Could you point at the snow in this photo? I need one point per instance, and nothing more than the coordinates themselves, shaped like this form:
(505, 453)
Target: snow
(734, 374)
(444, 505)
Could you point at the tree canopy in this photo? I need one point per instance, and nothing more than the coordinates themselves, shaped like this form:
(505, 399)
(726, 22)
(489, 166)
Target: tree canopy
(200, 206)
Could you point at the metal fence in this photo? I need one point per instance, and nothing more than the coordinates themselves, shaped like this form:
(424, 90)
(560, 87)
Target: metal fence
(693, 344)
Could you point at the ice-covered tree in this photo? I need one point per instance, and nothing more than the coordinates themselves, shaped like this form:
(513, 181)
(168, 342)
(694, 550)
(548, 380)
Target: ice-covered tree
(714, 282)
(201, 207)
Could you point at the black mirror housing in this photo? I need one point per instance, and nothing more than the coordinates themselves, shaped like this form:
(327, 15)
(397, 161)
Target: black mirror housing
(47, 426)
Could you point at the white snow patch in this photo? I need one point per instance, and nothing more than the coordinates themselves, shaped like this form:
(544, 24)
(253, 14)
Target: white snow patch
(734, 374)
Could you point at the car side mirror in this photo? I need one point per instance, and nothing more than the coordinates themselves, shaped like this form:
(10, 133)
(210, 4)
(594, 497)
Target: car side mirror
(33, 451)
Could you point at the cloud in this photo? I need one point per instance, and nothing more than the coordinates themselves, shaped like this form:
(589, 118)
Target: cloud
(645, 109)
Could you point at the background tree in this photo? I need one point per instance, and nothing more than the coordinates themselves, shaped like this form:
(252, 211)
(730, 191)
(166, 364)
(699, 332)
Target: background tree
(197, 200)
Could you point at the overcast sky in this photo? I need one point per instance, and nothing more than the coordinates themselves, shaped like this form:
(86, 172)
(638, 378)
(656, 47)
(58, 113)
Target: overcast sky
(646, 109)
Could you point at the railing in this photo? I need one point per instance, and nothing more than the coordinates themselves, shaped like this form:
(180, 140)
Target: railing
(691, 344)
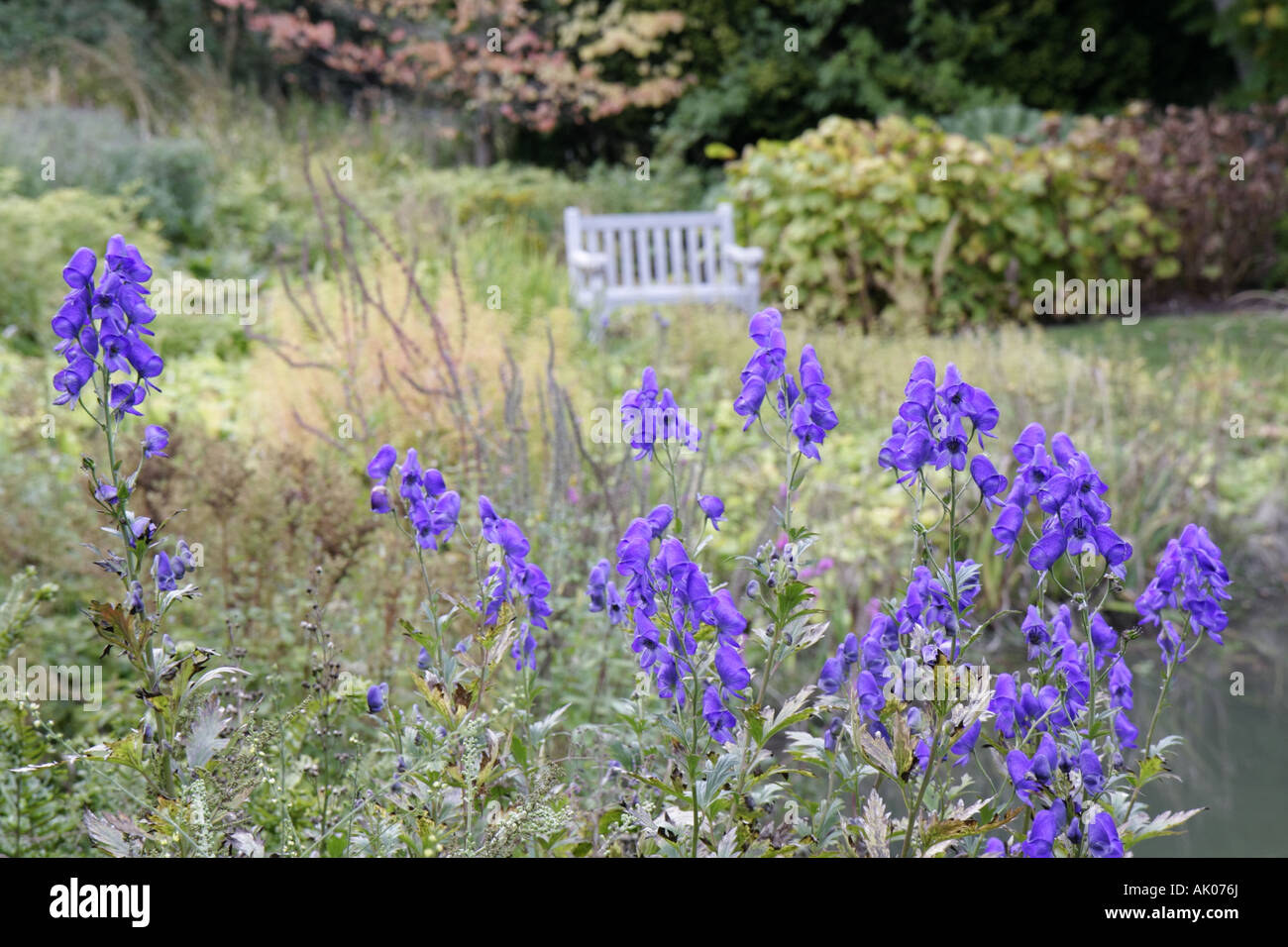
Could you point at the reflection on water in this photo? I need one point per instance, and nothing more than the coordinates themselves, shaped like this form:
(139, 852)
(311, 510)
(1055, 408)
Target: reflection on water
(1233, 762)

::::::

> **Work to complete**
Would you set down every line of the data above exactly, skipping the pictures?

> **Result for this task**
Could you point at the snow in this photo? I need one point per instance, and nothing more than the coordinates themselves, shaped like this form:
(505, 453)
Target: snow
(734, 374)
(444, 505)
Could you point at the tree canopy in this photo? I need one point per instance, and nothing more than the coordinates themselves, shaped like this form:
(505, 399)
(726, 22)
(489, 166)
Target: tree canopy
(200, 206)
Could you point at the metal fence in this photo? I need one point per instance, and nothing more than the coordinates themselves, shaped like this form:
(424, 90)
(560, 87)
Target: metal fence
(693, 344)
Could you point at the ice-covered tree in this photo? I need one point per instance, and nothing more than the coordinates themselves, shaped like this form:
(513, 181)
(168, 342)
(694, 550)
(548, 380)
Target: ice-covered tree
(714, 282)
(201, 207)
Could you point at the black mirror housing in this photo? I need one point per instance, and nothing more than the coordinates themselves, shaped like this form:
(327, 15)
(397, 161)
Target: black mirror housing
(47, 426)
Could you point at the white snow patch in this photo? I need one point per instance, and nothing more than the coordinates themselves, shaped like this form:
(544, 24)
(253, 14)
Target: white snow patch
(734, 374)
Could you point at the car side mirror in this photo? I need one point per instance, and nothing more than the coordinates themselves, shaped like this form:
(10, 133)
(210, 4)
(594, 497)
Target: car side mirror
(33, 451)
Could you point at the cloud in this photo? I need one point per instance, and nothing more than the coordinates themselves, shaped like this form:
(589, 118)
Target: cloud
(645, 109)
Could you point at the background tree in this photo? I need one point per instance, and nothing more than the coordinates themselves, shaped like this form:
(252, 211)
(730, 191)
(166, 364)
(699, 332)
Target: background tree
(197, 200)
Could you point at the overcast sky in this photo? I need one point per instance, and nothing more than the coordinates themselves, shaped like this form:
(86, 172)
(638, 378)
(656, 47)
(58, 113)
Target: overcast sky
(646, 109)
Could you point at the railing in this photo? I need one point per instance, and nothing more than the coordinates themselves, shaped like this form:
(180, 140)
Target: railing
(691, 344)
Could you point at the reflection on water in this photo? I need one point per instance, and nothing more than the coordinates themselves, shaped like this form:
(139, 852)
(311, 510)
(1055, 408)
Target: reflection on water
(1233, 762)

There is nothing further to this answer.